Instruction A: Which political parties does the article below on the Left–Congress alliance in Bengal name?
Instruction B: According to the article below on the Left–Congress alliance in Bengal, when and where was the joint rally held?

In Bengal, Left And Congress Are Struggling To Make Their Awkward Marriage Work

28/04/2016 9:06 AM IST | Updated 15/07/2016 8:26 AM IST
Congress vice-president Rahul Gandhi (L) and veteran Communist leader and former West Bengal chief minister Buddhadeb Bhattacharjee talk onstage during a joint rally between Congress and the Left Front political party in Kolkata on April 27, 2016. This is the first time rivals Congress and the Left Front have come together to campaign against the ruling Trinamool Congress in West Bengal's ongoing State assembly elections. / AFP / Dibyangshu SARKAR (Photo credit should read DIBYANGSHU SARKAR/AFP/Getty Images)

Someone please fire the DJ.

It’s a cliché but understandable that the muzak of choice for a political rally in Kolkata will be Rabindrasangeet.

Provided data:
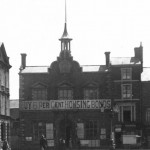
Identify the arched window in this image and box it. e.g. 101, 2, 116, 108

Complete response A:
- Congress
- Left Front
- Trinamool Congress

Complete response B: In Kolkata on April 27, 2016.